Aim of the exercise: Nothing in the data should change when you return it, but leave the pictures out.

Position identification records:
########
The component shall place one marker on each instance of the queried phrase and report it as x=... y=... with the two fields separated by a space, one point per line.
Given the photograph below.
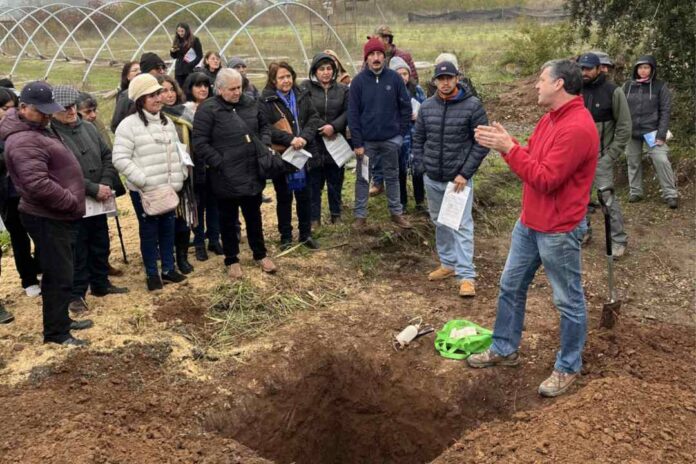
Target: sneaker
x=618 y=250
x=110 y=290
x=5 y=316
x=441 y=273
x=78 y=306
x=234 y=271
x=154 y=283
x=557 y=384
x=33 y=291
x=489 y=359
x=467 y=288
x=401 y=221
x=376 y=190
x=267 y=265
x=173 y=277
x=81 y=324
x=216 y=247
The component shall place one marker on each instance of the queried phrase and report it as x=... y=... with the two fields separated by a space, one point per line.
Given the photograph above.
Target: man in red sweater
x=557 y=167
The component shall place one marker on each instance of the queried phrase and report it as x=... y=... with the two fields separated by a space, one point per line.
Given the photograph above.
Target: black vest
x=598 y=96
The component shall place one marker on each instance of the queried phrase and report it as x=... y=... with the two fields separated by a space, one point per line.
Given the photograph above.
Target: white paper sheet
x=297 y=158
x=452 y=207
x=339 y=149
x=96 y=208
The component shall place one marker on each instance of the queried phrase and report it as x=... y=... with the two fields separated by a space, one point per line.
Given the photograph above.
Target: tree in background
x=663 y=28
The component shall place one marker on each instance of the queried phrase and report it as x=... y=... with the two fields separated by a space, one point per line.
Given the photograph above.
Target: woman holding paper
x=330 y=99
x=295 y=124
x=186 y=50
x=145 y=153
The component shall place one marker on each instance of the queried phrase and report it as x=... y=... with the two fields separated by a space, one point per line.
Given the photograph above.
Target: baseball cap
x=446 y=68
x=40 y=94
x=588 y=60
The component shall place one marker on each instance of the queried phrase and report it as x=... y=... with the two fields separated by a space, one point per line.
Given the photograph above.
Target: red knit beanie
x=375 y=44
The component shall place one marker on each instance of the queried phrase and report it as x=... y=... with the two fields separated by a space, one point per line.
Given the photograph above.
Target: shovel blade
x=610 y=314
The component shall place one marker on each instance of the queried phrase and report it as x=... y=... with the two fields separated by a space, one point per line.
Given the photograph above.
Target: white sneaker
x=33 y=291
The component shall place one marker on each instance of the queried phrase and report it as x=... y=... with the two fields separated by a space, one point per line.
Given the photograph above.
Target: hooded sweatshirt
x=650 y=102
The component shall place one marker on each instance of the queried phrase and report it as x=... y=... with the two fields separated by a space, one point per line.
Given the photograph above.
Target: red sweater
x=557 y=168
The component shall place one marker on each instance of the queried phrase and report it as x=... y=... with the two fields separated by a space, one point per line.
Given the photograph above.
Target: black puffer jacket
x=443 y=140
x=222 y=138
x=331 y=104
x=91 y=151
x=309 y=121
x=650 y=102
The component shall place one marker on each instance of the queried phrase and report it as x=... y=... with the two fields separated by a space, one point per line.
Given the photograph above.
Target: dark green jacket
x=91 y=151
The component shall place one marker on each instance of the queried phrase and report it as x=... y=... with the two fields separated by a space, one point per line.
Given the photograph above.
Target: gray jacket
x=93 y=154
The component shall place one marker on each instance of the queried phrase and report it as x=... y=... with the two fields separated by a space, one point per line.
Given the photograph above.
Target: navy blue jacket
x=379 y=107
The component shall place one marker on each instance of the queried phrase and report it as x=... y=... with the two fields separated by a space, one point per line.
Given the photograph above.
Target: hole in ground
x=334 y=409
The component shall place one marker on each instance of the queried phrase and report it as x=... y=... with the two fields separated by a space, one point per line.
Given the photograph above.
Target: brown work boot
x=267 y=265
x=557 y=384
x=401 y=221
x=441 y=273
x=467 y=288
x=234 y=271
x=376 y=190
x=489 y=359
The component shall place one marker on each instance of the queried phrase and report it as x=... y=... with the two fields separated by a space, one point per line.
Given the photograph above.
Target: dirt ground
x=325 y=385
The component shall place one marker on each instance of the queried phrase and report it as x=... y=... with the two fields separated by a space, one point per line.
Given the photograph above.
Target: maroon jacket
x=43 y=170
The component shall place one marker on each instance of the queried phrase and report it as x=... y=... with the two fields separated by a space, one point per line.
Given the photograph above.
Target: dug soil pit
x=344 y=408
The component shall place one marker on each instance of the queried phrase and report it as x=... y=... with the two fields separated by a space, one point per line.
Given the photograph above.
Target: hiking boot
x=267 y=265
x=557 y=384
x=201 y=253
x=173 y=277
x=310 y=243
x=109 y=290
x=81 y=324
x=489 y=359
x=467 y=288
x=215 y=247
x=5 y=316
x=234 y=271
x=441 y=273
x=401 y=221
x=359 y=224
x=376 y=190
x=78 y=306
x=154 y=283
x=618 y=250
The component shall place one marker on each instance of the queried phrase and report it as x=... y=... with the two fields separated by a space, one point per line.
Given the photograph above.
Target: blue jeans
x=560 y=255
x=454 y=247
x=386 y=154
x=156 y=238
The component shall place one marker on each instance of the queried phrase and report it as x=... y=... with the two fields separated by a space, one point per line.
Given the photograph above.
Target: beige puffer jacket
x=140 y=153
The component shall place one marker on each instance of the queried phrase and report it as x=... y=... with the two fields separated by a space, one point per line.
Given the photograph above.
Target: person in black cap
x=52 y=189
x=609 y=108
x=444 y=149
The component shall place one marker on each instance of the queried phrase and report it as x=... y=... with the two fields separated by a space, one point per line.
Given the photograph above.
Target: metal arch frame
x=161 y=24
x=98 y=10
x=278 y=5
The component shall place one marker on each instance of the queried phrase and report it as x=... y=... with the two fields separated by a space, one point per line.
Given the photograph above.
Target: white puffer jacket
x=140 y=153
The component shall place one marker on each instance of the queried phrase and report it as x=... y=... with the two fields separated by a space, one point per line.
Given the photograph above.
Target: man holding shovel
x=557 y=168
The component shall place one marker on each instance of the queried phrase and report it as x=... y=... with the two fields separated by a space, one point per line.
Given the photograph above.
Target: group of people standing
x=188 y=149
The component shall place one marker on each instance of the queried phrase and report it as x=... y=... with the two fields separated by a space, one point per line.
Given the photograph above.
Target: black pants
x=229 y=224
x=55 y=241
x=90 y=255
x=303 y=205
x=27 y=265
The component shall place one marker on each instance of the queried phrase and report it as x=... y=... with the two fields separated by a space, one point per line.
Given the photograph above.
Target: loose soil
x=325 y=385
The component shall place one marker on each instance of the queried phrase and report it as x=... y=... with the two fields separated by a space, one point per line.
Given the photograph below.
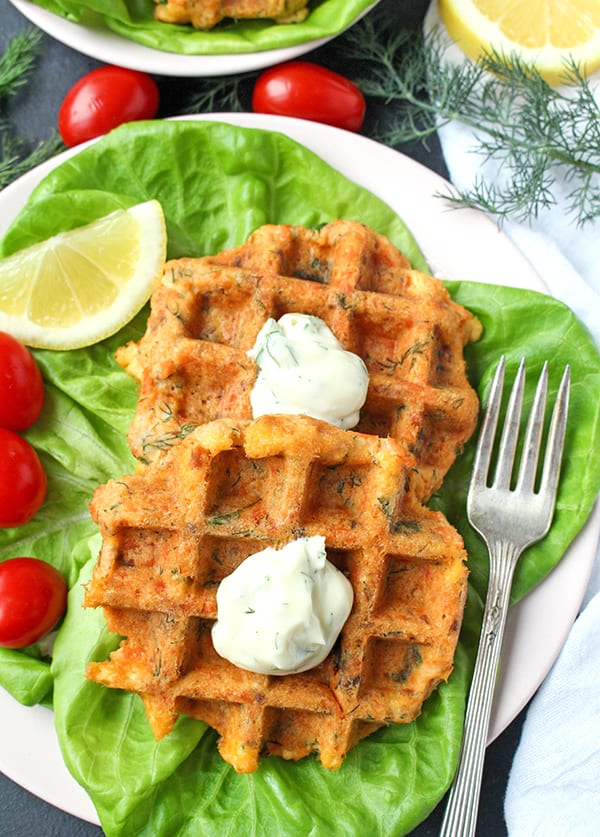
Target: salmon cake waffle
x=173 y=531
x=193 y=367
x=205 y=14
########
Task answer:
The component shall place one marker on each instance of the queried phrase and report it as x=... y=... with the two fields separated by a space, one point per line.
Given the photograph below.
Target: sneaker
x=618 y=250
x=110 y=290
x=5 y=316
x=441 y=273
x=78 y=306
x=234 y=271
x=154 y=283
x=557 y=384
x=33 y=291
x=489 y=359
x=467 y=288
x=401 y=221
x=376 y=190
x=267 y=265
x=173 y=277
x=81 y=324
x=216 y=247
The component shall place one marker on each instance of the queried phrase and report it as x=... y=... with the two fields separated by a space, one point per line.
Given the photograph above.
Target: man in red sweater
x=557 y=167
The component shall place one marker on each instance of the queried phrase and report it as x=... y=... with the two fields separated by a space, one point per line.
Given the photograph above.
Target: black vest
x=598 y=96
The component shall place one marker on each instance of the queried phrase and report it as x=... y=... with the two fields separated by a space, one point per line.
Given the photograph above.
Target: white paper sheet
x=297 y=158
x=452 y=207
x=339 y=149
x=96 y=208
The component shall place one marker on each instance of the queried phrase and report it as x=... y=... with the two fields separated by a space, one point per line.
Given the photograph above.
Target: tree in background
x=663 y=28
The component shall place one marker on each instance of the queried phrase and report it as x=... y=... with the two fields separated by a space, one point per line.
Given the photograph above.
Target: woman holding paper
x=330 y=99
x=295 y=124
x=186 y=50
x=145 y=153
The component shall place one marker on each instance of the queried phrase and report it as x=... y=... with the two fields separated by a space, one point per line.
Given the photograph above.
Target: baseball cap
x=446 y=68
x=40 y=94
x=588 y=60
The component shall place one marker on each instance of the queried phrase and report it as x=... y=... with the two fields separated by a space, one point per line.
Given the photograph above.
Target: red knit beanie
x=375 y=44
The component shall place one marker on each instance of the queried phrase and report it as x=... y=... with the two fields separated by a space, one point per line.
Given the photograph above.
Target: shovel blade
x=610 y=314
The component shall place one marker on each instance of the queried phrase and report it as x=... y=... with the two fields separated by a space, one point per line.
Given the photograph above.
Target: white sneaker
x=33 y=291
The component shall place one marker on each instance of the queried phrase and report it as x=... y=... with the two fields separated by a space, one point per line.
Given the photograph above.
Target: hooded sweatshirt
x=650 y=102
The component shall place one marker on each instance of the queried phrase and report it as x=... y=... with the two fields separated by a space, one point per line.
Given the photograph above.
Target: red sweater
x=557 y=168
The component shall place one marker on each instance of the queried phrase and report it as x=... y=... with the two fields separated by a space, one point per line.
Given the photograph above.
Target: black puffer jacket
x=443 y=140
x=222 y=138
x=331 y=104
x=91 y=151
x=309 y=121
x=650 y=102
The component shall place one marker on each instance of the queried phrase and report it as x=... y=... with the two fields separated by a space, one point per line.
Given the photograph above.
Target: dark green jacket
x=91 y=151
The component shall place one marker on each instance of the queried phrase and report it as x=... y=... with the two fields separated by a space, one point per line.
Given the photograph above.
Target: gray jacket
x=93 y=154
The component shall place one marker on each instance of the queried phrase and report it as x=... y=... with the two fields separated by a space, one point per line.
Given the photograph above.
Target: navy blue jacket
x=379 y=107
The component shall place one marker on each instance of the queried phrase and report it as x=... y=... with the two fields separated by a space, one point per line.
Given the photograph above.
Target: hole in ground
x=334 y=409
The component shall place one marker on each instance of the queried phrase and report it as x=... y=... with the two fields separated by a space, one point per line.
Given the photograph above.
Target: brown work boot
x=267 y=265
x=557 y=384
x=401 y=221
x=441 y=273
x=467 y=288
x=234 y=271
x=376 y=190
x=489 y=359
The component shall place one marker on each instance of the queried phrase and report it as x=... y=... with the two fields separated by a space, one point per line.
Given the photograph above.
Target: dirt ground
x=325 y=385
The component shall place one marker on each instance of the queried phrase and report it as x=... y=... with the two fields separated by a space, one point per line.
Given the photograph above.
Target: maroon jacket
x=43 y=170
The component shall place one marker on each instance of the queried phrase and report it as x=... y=... with the two fields separated by a space, one point per line.
Given the photograph above.
Target: dug soil pit
x=344 y=408
The component shall place one marker on each instance of the queried phrase and report it as x=... y=... with the two fields separated by a space, one point per line.
Given the photograph above.
Target: hiking boot
x=267 y=265
x=557 y=384
x=201 y=253
x=173 y=277
x=310 y=243
x=109 y=290
x=81 y=324
x=489 y=359
x=467 y=288
x=215 y=247
x=5 y=316
x=234 y=271
x=441 y=273
x=401 y=221
x=359 y=224
x=376 y=190
x=78 y=306
x=154 y=283
x=618 y=250
The component shall place one marker on each instance of the queried phrase and report it as x=... y=... with the two fields separated by a space, one point per line.
Given the photograph above.
Target: blue jeans
x=560 y=255
x=454 y=247
x=386 y=154
x=156 y=238
The component shall place one marker on each instance of the queried phrase and report it as x=... y=... with the two fields separated by a space, one point per line.
Given the photograph above.
Target: beige puffer jacket
x=140 y=153
The component shall place one marker on each instance of the queried phrase and report it as x=... y=... with the two fields separated by a space, one point per line.
Given the photograph above.
Target: person in black cap
x=52 y=189
x=609 y=108
x=444 y=149
The component shall place one marker on each instance of the queried phrase and report it as x=... y=... with the two fields separated by a space, one point per line.
Given the photograph above.
Target: metal arch frame
x=161 y=24
x=98 y=10
x=278 y=5
The component shall place one marker on each instance of the queried phrase and report it as x=... y=... with the two fields separated by a space, one point per line.
Given the photograph above.
Target: white puffer jacket
x=140 y=153
The component shall place one marker on each instance of the queried phrase and report it as x=... y=... with the two fields separated by a space, one point per line.
Given the photograph above.
Target: man holding shovel
x=557 y=168
The component shall place one marker on each instance of the queried phrase and report it as x=... y=... with the two fields separated by a space, one point per line.
Given the photograph above.
Target: group of people standing
x=188 y=149
The component shall place one marker on each instance of the queried phrase and report it as x=... y=... with the two fields separated by a space, one point per line.
Given the photograph above.
Target: black pants
x=229 y=224
x=55 y=241
x=90 y=255
x=303 y=205
x=27 y=265
The component shall place one marker on each instance of the queried phrase and report it as x=... y=... with the two fields separated by a space, one point per line.
Given the photograph above.
Target: loose soil
x=325 y=385
The component shall place one marker on each instance of the queried phrase and report it as x=... y=... with the two fields separated by a space, one point per line.
Given the photograph below.
Target: salmon cake waffle
x=173 y=531
x=193 y=367
x=205 y=14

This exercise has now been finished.